When looking for alternative housing, there are not a lot of solutions out there. Among the creative solutions that have been tested on the continent is shipping containers repurposed as student housing, a phenomenon that has appeared in several cities including Amsterdam, Berlin and Stockholm. Indeed, a Danish company, Urban Riggers, has gone further, creating an eco-friendly student accommodation complex of containers on a concrete pontoon, floating in Copenhagen’s harbour, powered by solar panels and with hydra-source heating.

Hoey acknowledged the limits to exploring solutions used elsewhere in an Irish context, pointing to climate differences as one such limit. She continued: “Some of the solutions we find our European counterparts are putting forward may not be palatable here, people might find them just too strange and too out of the ordinary as a viable option.” However, Hoey argued that this won’t “stop USI from researching and looking at best practise abroad and weighing up pros and cons and then looking at them in an Irish context”.

In looking abroad for potential solutions, Irish eyes often turn to the UK. In terms of the provision of student accommodation, the UK differs greatly from Ireland. The most distinct difference is the presence of large firms in the UK market that provide private purpose-built student accommodation.

Speaking to The University Times, Prof Christine Whitehead, Emeritus Professor of Housing Economics at London School of Economics (LSE), described the UK as having “quite a strong private market in student housing”, which is “a very efficient one,and effective one in many ways”. When asked about the UK market in comparison to other European countries, Whitehead stated that Britain is “atypical” in having built up a market that is now flooded with investors from a range of countries.

Describing the origins of the market over 20 years ago, Whitehead said: “It started with very much a guarantee from universities to developers, housing organizations and other organizations to provide the housing. So the rental stream was guaranteed. And then it became obvious it was actually viable, and we’ve now got quite a strong private market in student housing.”

Speaking to The University Times, Trinity’s Bursar, Veronica Campbell, also spoke about how local authorities in the UK value student accommodation, given the way such projects are vital in “regenerating” particular areas of cities and towns.

Investors are willing to invest in student accommodation in the UK, and I think it was with an eye to the success of the sector in the UK that some providers started to move into the Irish market

The British context is particularly pertinent, given the arrival of private companies in the Irish market in recent years. Campbell noted that “investors are willing to invest in student accommodation in the UK, and I think it was with an eye to the success of the sector in the UK that some providers started to move into the Irish market”.

§ **Task 1**: Update the rows starting at the first one and going on through the line containing "118 65 L 119" by replacing "curtain rod" with "drapery rod", keeping everything else the same. Leave the pictures out of your answer.

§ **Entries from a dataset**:
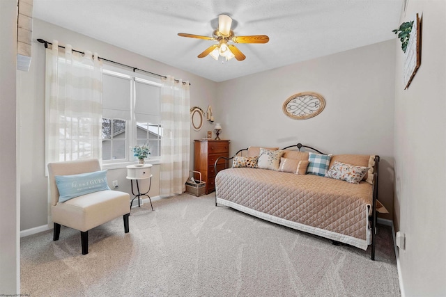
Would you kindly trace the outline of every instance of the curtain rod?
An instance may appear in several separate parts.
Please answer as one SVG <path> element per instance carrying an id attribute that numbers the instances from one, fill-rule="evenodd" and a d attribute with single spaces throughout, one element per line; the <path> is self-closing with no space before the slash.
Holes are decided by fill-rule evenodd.
<path id="1" fill-rule="evenodd" d="M 37 41 L 38 41 L 40 43 L 43 43 L 44 45 L 45 45 L 45 49 L 48 48 L 48 45 L 53 45 L 52 43 L 51 43 L 51 42 L 48 42 L 47 40 L 45 40 L 43 39 L 41 39 L 41 38 L 38 38 L 37 40 Z M 59 47 L 61 47 L 63 49 L 65 49 L 65 47 L 63 47 L 62 45 L 59 45 Z M 78 50 L 75 49 L 72 49 L 72 50 L 73 51 L 76 51 L 77 53 L 82 54 L 82 56 L 85 54 L 85 52 L 84 52 L 84 51 L 78 51 Z M 118 65 L 119 65 L 121 66 L 124 66 L 124 67 L 127 67 L 128 68 L 132 68 L 134 72 L 136 70 L 138 70 L 138 71 L 142 71 L 143 72 L 148 73 L 148 74 L 152 74 L 152 75 L 155 75 L 156 77 L 161 77 L 162 79 L 167 79 L 167 77 L 165 77 L 164 75 L 158 74 L 157 73 L 151 72 L 150 71 L 144 70 L 143 69 L 137 68 L 136 67 L 129 66 L 128 65 L 123 64 L 123 63 L 121 63 L 119 62 L 115 62 L 115 61 L 112 61 L 112 60 L 106 59 L 105 58 L 102 58 L 102 57 L 98 56 L 98 58 L 100 59 L 100 60 L 103 60 L 103 61 L 107 61 L 107 62 L 110 62 L 110 63 L 114 63 L 114 64 L 118 64 Z M 180 82 L 180 81 L 178 80 L 178 79 L 175 79 L 175 81 Z M 185 83 L 185 81 L 183 81 L 183 83 Z M 190 83 L 189 83 L 189 86 L 190 86 Z"/>

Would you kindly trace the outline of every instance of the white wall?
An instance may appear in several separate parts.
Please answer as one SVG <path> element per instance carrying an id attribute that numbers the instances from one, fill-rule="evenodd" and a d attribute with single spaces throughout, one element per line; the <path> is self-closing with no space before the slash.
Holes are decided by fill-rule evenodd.
<path id="1" fill-rule="evenodd" d="M 390 40 L 219 83 L 217 110 L 231 154 L 302 143 L 327 153 L 378 154 L 378 199 L 392 213 L 394 47 Z M 321 94 L 325 109 L 309 120 L 288 118 L 284 102 L 303 91 Z"/>
<path id="2" fill-rule="evenodd" d="M 169 66 L 137 54 L 114 47 L 54 24 L 34 19 L 33 26 L 33 58 L 29 72 L 17 73 L 17 99 L 22 106 L 21 214 L 22 230 L 47 224 L 47 178 L 45 177 L 45 47 L 37 38 L 52 42 L 53 39 L 63 45 L 70 44 L 74 49 L 96 51 L 100 56 L 123 64 L 146 70 L 162 75 L 189 80 L 190 105 L 206 110 L 208 104 L 215 105 L 216 83 L 203 77 Z M 191 129 L 191 145 L 193 140 L 205 137 L 206 124 L 199 132 Z M 191 151 L 191 168 L 193 168 L 193 151 Z M 157 166 L 153 172 L 159 175 Z M 119 190 L 130 192 L 130 182 L 125 179 L 125 169 L 110 170 L 107 179 L 118 180 Z M 157 195 L 159 176 L 153 180 L 151 195 Z M 145 183 L 144 183 L 145 184 Z M 148 186 L 145 185 L 146 186 Z"/>
<path id="3" fill-rule="evenodd" d="M 0 294 L 20 292 L 20 177 L 17 167 L 17 1 L 0 1 Z"/>
<path id="4" fill-rule="evenodd" d="M 395 209 L 407 296 L 446 296 L 446 1 L 410 0 L 401 22 L 422 15 L 421 67 L 409 88 L 396 49 Z"/>

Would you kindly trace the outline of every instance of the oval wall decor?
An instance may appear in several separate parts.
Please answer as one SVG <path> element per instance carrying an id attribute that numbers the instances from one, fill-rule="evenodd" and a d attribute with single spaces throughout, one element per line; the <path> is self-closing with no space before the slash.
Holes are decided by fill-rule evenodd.
<path id="1" fill-rule="evenodd" d="M 284 102 L 282 110 L 294 120 L 307 120 L 321 113 L 325 107 L 325 100 L 314 92 L 295 94 Z"/>
<path id="2" fill-rule="evenodd" d="M 198 106 L 190 109 L 190 122 L 195 131 L 200 131 L 203 127 L 204 111 Z"/>

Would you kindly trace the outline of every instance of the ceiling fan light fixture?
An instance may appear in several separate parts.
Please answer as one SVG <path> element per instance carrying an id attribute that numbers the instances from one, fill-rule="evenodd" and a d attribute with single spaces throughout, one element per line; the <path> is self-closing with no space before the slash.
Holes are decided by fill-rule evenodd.
<path id="1" fill-rule="evenodd" d="M 234 58 L 235 56 L 233 54 L 232 54 L 232 52 L 231 52 L 231 51 L 229 51 L 229 54 L 228 54 L 227 55 L 226 55 L 226 56 L 224 57 L 226 58 L 226 61 L 228 61 L 229 60 L 231 60 L 231 58 Z"/>
<path id="2" fill-rule="evenodd" d="M 226 15 L 218 16 L 218 31 L 224 35 L 229 35 L 231 33 L 231 25 L 232 19 Z"/>
<path id="3" fill-rule="evenodd" d="M 215 61 L 218 61 L 218 57 L 220 56 L 219 48 L 215 47 L 213 51 L 209 53 L 209 56 L 215 59 Z"/>

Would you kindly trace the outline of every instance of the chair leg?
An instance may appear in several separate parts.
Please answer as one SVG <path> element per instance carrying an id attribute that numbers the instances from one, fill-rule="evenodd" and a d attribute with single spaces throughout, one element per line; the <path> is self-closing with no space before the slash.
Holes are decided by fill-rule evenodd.
<path id="1" fill-rule="evenodd" d="M 53 233 L 53 240 L 56 241 L 59 240 L 59 236 L 61 234 L 61 224 L 54 223 L 54 231 Z"/>
<path id="2" fill-rule="evenodd" d="M 128 233 L 128 216 L 130 214 L 127 214 L 123 216 L 123 218 L 124 219 L 124 232 Z"/>
<path id="3" fill-rule="evenodd" d="M 89 232 L 81 231 L 81 243 L 82 245 L 82 255 L 89 253 Z"/>

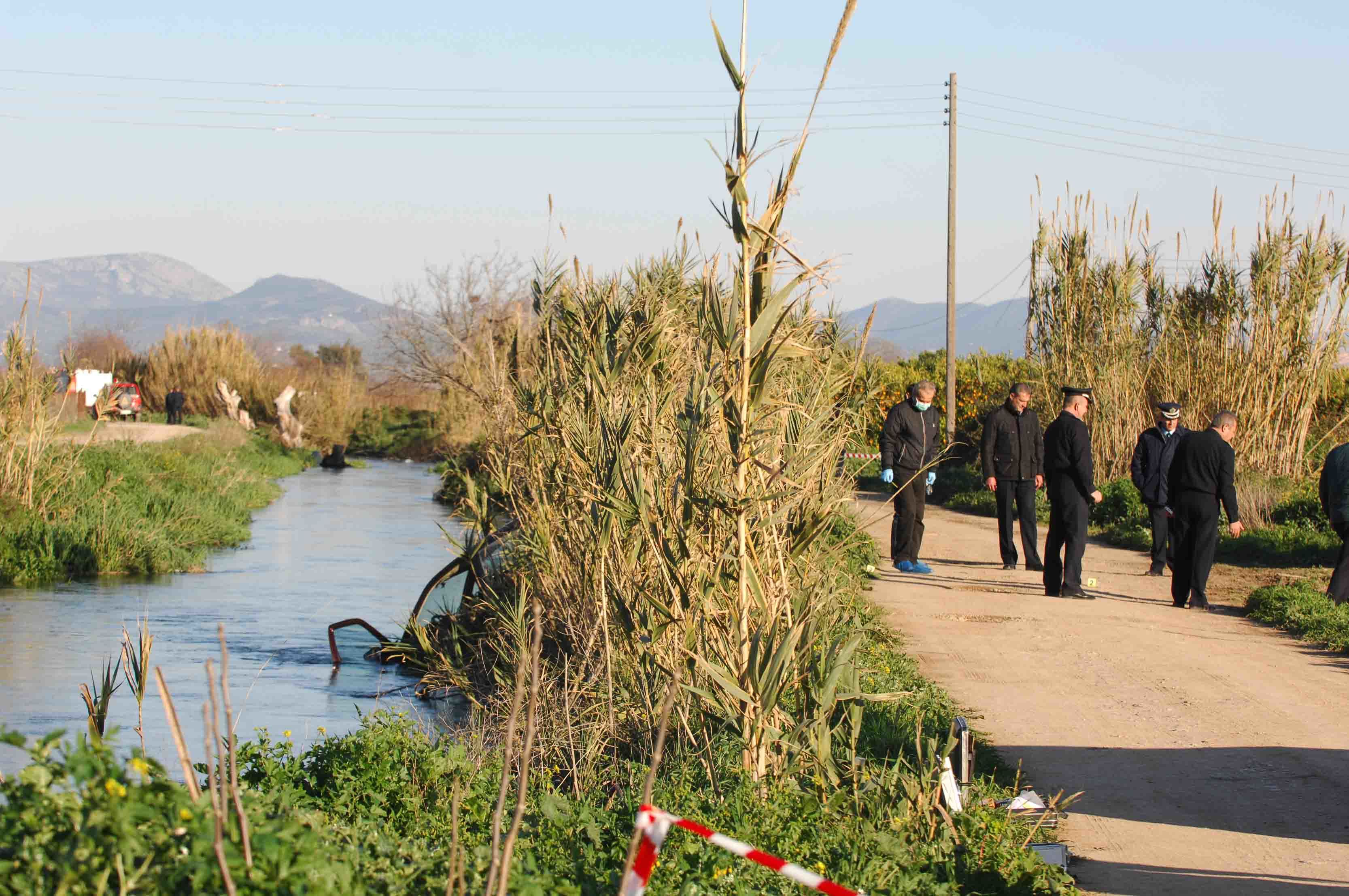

§ **Task 2**: In the text on student housing, which Danish company created a floating student accommodation complex of containers in Copenhagen's harbor?

§ **Exercise response 1**:
Would you kindly trace the outline of every instance of the drapery rod?
An instance may appear in several separate parts.
Please answer as one SVG <path> element per instance carrying an id attribute that numbers the instances from one, fill-rule="evenodd" and a d attribute with single spaces throughout, one element per line; the <path> is self-closing with no space before the slash.
Holes are decided by fill-rule evenodd.
<path id="1" fill-rule="evenodd" d="M 37 41 L 38 41 L 40 43 L 43 43 L 44 45 L 45 45 L 45 49 L 48 48 L 48 45 L 53 45 L 52 43 L 51 43 L 51 42 L 48 42 L 47 40 L 45 40 L 43 39 L 41 39 L 41 38 L 38 38 L 37 40 Z M 59 47 L 61 47 L 63 49 L 65 49 L 65 47 L 63 47 L 62 45 L 59 45 Z M 78 50 L 75 49 L 72 49 L 72 50 L 73 51 L 76 51 L 77 53 L 82 54 L 82 56 L 85 54 L 85 52 L 84 52 L 84 51 L 78 51 Z M 118 65 L 119 65 L 121 66 L 124 66 L 124 67 L 127 67 L 128 68 L 132 68 L 134 72 L 136 70 L 138 70 L 138 71 L 142 71 L 143 72 L 148 73 L 148 74 L 152 74 L 152 75 L 155 75 L 156 77 L 161 77 L 162 79 L 167 79 L 167 77 L 165 77 L 164 75 L 158 74 L 157 73 L 151 72 L 150 71 L 144 70 L 143 69 L 137 68 L 136 67 L 129 66 L 128 65 L 123 64 L 123 63 L 121 63 L 119 62 L 115 62 L 115 61 L 112 61 L 112 60 L 106 59 L 105 58 L 102 58 L 102 57 L 98 56 L 98 58 L 100 59 L 100 60 L 103 60 L 103 61 L 107 61 L 107 62 L 110 62 L 110 63 L 114 63 L 114 64 L 118 64 Z M 180 82 L 180 81 L 178 80 L 178 79 L 175 79 L 175 81 Z M 185 83 L 185 81 L 183 81 L 183 83 Z M 190 83 L 189 83 L 189 86 L 190 86 Z"/>

§ **Exercise response 2**: Urban Riggers